- Required action -
From the line that contains "Find the excavator" down to the last line of the entries, please return everything exactly, except the pictures.

↓

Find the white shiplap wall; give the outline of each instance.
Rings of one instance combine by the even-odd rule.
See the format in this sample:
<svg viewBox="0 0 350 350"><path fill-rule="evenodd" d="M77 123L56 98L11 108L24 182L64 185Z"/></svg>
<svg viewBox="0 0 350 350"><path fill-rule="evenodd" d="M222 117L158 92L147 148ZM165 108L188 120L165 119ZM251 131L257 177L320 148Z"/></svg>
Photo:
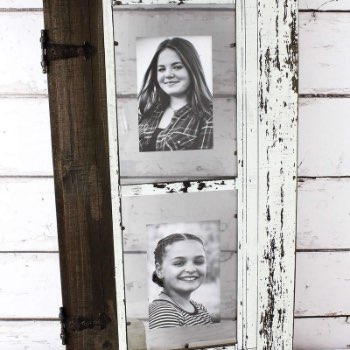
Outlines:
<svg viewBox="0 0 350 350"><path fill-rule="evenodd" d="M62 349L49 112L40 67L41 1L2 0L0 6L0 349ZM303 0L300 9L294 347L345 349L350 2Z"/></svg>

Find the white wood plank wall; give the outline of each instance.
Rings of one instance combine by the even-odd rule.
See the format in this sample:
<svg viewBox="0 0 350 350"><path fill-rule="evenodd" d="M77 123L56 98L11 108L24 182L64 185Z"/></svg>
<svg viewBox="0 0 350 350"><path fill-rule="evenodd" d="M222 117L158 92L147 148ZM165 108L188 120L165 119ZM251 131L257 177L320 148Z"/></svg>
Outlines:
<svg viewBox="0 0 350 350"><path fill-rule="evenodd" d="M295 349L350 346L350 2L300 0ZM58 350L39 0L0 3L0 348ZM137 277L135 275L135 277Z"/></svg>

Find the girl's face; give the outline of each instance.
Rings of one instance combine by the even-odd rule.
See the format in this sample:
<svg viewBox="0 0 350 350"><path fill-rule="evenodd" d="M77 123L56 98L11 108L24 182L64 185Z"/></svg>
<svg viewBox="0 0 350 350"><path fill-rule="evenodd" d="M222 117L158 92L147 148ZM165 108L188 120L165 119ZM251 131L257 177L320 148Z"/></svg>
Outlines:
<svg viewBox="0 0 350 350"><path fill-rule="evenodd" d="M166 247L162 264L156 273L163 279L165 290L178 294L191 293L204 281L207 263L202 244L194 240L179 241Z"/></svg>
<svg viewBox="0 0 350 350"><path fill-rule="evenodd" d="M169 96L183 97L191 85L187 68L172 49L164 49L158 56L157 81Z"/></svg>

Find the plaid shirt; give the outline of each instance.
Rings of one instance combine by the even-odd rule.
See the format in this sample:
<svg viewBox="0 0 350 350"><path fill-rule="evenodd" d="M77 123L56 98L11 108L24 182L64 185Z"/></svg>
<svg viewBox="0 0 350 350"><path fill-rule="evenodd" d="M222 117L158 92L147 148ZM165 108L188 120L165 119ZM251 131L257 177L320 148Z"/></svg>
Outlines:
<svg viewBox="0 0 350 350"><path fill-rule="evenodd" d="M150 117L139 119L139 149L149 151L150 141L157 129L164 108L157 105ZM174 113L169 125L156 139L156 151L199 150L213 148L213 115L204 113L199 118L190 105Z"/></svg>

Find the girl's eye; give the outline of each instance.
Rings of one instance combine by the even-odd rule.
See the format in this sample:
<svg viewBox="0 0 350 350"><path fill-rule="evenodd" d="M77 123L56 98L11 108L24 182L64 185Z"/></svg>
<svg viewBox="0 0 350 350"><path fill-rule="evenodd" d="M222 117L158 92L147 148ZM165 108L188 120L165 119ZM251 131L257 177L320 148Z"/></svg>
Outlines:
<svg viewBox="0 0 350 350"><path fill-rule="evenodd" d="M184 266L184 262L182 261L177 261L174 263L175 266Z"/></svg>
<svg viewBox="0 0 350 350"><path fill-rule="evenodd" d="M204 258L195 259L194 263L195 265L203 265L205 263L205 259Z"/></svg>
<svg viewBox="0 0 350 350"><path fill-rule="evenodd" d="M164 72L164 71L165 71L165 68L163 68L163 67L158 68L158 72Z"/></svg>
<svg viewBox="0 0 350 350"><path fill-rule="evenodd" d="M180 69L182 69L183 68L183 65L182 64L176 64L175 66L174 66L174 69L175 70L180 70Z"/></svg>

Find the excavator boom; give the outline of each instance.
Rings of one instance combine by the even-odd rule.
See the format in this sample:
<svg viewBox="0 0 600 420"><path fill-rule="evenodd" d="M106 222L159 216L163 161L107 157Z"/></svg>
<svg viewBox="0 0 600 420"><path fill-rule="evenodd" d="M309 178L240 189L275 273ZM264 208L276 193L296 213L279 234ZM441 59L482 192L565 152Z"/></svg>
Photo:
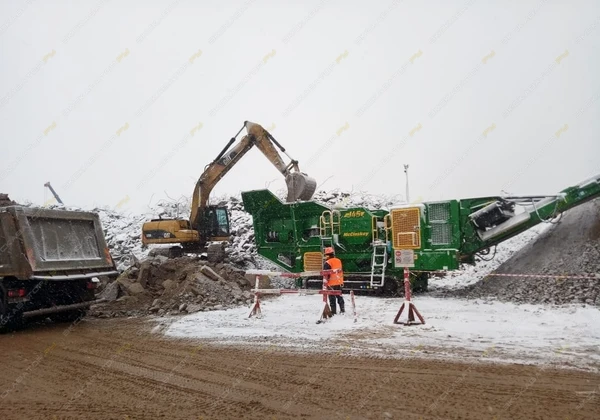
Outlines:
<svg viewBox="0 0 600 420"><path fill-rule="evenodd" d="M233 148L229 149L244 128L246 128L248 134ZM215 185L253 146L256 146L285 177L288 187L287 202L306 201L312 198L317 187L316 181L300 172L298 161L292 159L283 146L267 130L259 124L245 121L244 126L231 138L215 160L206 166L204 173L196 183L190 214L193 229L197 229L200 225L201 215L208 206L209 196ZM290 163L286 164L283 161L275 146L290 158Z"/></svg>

↑

- Your solution -
Find the excavator boom; give the outline of each instance.
Rings of one instance combine by the even-odd rule.
See the format in this sample:
<svg viewBox="0 0 600 420"><path fill-rule="evenodd" d="M106 222L159 216L163 161L107 157Z"/></svg>
<svg viewBox="0 0 600 420"><path fill-rule="evenodd" d="M309 178L240 189L275 273ZM264 208L276 193L296 213L279 234ZM441 59L482 192L565 152Z"/></svg>
Photo:
Outlines:
<svg viewBox="0 0 600 420"><path fill-rule="evenodd" d="M233 148L229 149L244 128L246 128L248 134ZM215 185L253 146L256 146L285 177L288 187L287 202L306 201L312 198L317 187L316 181L300 172L298 161L292 159L283 146L267 130L259 124L245 121L244 126L231 138L215 160L206 166L204 173L196 183L190 214L193 229L197 229L200 225L201 215L208 206L209 196ZM290 163L286 164L283 161L275 146L290 158Z"/></svg>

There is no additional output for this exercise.